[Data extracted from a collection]
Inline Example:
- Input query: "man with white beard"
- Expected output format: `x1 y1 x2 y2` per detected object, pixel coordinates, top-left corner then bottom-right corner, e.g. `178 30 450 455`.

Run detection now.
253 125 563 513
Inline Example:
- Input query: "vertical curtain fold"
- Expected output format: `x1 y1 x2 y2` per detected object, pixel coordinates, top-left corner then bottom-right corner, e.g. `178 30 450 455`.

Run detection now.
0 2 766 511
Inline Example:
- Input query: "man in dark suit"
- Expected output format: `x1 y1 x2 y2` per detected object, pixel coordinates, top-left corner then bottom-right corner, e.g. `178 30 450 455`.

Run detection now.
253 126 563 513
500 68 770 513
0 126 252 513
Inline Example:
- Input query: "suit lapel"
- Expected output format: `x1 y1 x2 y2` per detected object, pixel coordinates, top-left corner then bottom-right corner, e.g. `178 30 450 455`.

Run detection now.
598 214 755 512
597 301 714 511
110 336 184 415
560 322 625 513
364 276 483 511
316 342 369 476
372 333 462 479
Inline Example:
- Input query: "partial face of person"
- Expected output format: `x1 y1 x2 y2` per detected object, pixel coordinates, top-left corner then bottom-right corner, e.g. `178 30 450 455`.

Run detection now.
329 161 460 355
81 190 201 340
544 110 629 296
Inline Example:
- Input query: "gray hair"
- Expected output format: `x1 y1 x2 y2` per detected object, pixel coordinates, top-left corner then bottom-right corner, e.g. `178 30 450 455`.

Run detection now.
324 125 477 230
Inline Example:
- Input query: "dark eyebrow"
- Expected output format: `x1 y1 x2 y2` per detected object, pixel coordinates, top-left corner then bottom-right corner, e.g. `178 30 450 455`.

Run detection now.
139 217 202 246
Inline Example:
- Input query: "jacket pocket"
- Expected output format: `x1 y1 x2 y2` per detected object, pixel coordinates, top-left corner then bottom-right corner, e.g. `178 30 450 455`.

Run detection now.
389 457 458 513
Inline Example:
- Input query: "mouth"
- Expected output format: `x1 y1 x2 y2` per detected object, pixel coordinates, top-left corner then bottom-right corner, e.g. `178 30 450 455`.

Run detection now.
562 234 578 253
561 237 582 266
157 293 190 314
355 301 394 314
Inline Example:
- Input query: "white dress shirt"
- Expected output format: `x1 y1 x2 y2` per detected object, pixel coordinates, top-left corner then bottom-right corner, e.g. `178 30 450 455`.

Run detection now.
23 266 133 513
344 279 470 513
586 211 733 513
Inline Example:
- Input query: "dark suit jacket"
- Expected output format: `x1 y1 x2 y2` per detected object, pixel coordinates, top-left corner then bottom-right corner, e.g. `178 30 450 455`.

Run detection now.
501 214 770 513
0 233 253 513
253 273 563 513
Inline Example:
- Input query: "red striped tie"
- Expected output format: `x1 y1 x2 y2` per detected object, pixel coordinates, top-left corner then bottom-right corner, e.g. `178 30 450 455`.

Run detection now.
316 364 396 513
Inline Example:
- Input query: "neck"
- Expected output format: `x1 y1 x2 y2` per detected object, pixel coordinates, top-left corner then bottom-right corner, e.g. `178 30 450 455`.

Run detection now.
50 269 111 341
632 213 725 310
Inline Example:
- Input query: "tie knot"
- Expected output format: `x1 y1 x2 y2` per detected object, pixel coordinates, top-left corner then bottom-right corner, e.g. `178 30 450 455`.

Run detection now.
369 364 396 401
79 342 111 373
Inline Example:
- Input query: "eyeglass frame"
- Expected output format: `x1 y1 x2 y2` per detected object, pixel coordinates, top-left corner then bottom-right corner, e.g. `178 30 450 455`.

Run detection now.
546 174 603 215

> **What is needed**: Repeat all of the entries exactly.

> **Exercise answer**:
Inline Example:
- Input query: "man with white beard"
- Expected output format: `x1 y1 x2 y2` per detected object, pixel coordinates, top-left corner then bottom-right corner, e.g. `178 30 450 455`.

Run detection now.
253 125 563 513
Inline Example:
- Input query: "vertical curtain fold"
- Expected output format: `x1 y1 x2 y2` per detected object, pixel coordinates, top-left corner then bottom-right corner, e.g. `178 30 450 455`.

Run detection now.
0 2 766 511
Inline Example:
- Input query: "man in dark suit"
- Expected output format: `x1 y1 x2 y2` per detected object, pixel coordinates, top-left corner then bottom-right corner, e.g. `178 30 450 455`.

Run detection now.
253 126 563 513
500 68 770 513
0 126 252 513
Inline Example:
- Input query: "suit lapel"
- Expected output format: `x1 y1 x2 y2` per detected object, pixel coordinates, top-left corner then bottom-right corner, e.g. `178 30 450 455`.

Run detection now.
598 214 755 512
597 301 714 511
110 336 184 415
560 322 625 513
364 276 483 511
316 342 369 476
372 333 462 479
Inline Example:
- Input query: "partial face of person"
- Expected output format: `x1 y1 x2 y2` per detected object, pixel coordinates, top-left corner then bottom-right corner, e.g. `178 30 450 455`.

Run detection now.
329 161 460 355
81 190 201 340
544 110 629 296
Inline Example:
- Input query: "gray hair"
- Expected output format: `x1 y1 x2 y2` per detected object, pixel coordinates, top-left corner then bottom-right corner, e.g. `178 30 450 455`.

Run detection now.
324 125 477 230
Inline Example:
- Input query: "dark eyebrow"
- Expected output format: `x1 y1 x2 y2` per detected object, pixel coordinates, top-left corner then bottom-right corner, e.g. `178 30 450 455`.

Run detection now.
139 217 202 246
Inline Example:
- Input query: "jacket pocket"
- Expected output format: `x1 y1 x2 y2` per detected object, pixel coordinates, top-left corner then bottom-right corner, e.g. `178 30 450 455`.

Run detection now.
389 457 458 513
Inline Example:
- Input query: "mouth"
- Expected output format: `x1 y1 x2 y2` per detected object, pixel coordinates, top-left corner then bottom-right corner, e.g. `178 30 450 455`.

Run detection now.
562 234 578 253
561 237 582 266
157 293 190 314
355 301 394 314
Inline Example:
- Input query: "white dress shirt"
- Expected output format: `x1 y1 x2 y2` per detected object, pixel coordinates, top-left corner then bottom-right corner, e.g. `178 30 450 455`.

Run detection now.
23 266 133 513
344 279 470 513
586 211 733 513
Inline Example:
- Input query: "dark suit jacket"
- Expected output format: `x1 y1 x2 y2` per detected object, pixel coordinates, top-left corner then bottom-right corner, e.g. `178 30 450 455`.

Run detection now.
501 214 770 513
0 233 253 513
253 273 563 513
Inline Example:
- Input query: "red striped tie"
- Expected output format: `x1 y1 x2 y2` per detected object, pixel coordinates, top-left corner then bottom-right corner, e.g. `178 30 450 455`.

Run detection now.
316 364 396 513
Inline Example:
- Input query: "neck"
- Expected output format: `x1 y1 x2 y2` per detected object, pixel coordinates, top-left corner then bottom-right corner, e.g. `178 30 450 455`.

Run detection now.
50 269 111 341
632 213 725 310
Inline Example:
- Input query: "tie knot"
- Expected output format: `x1 y1 x2 y2` per detected object, pixel coordinates, top-left corner then bottom-right corner, e.g. `178 30 450 455`.

Run detection now.
369 364 396 401
79 342 111 373
Inline Example:
- Input query: "eyeglass frame"
- Expected output format: `x1 y1 x2 y2` per detected object, pixel coordinates, top-left corner then bottom-right corner, e.g. `178 30 450 455`.

Run detection now.
546 174 603 215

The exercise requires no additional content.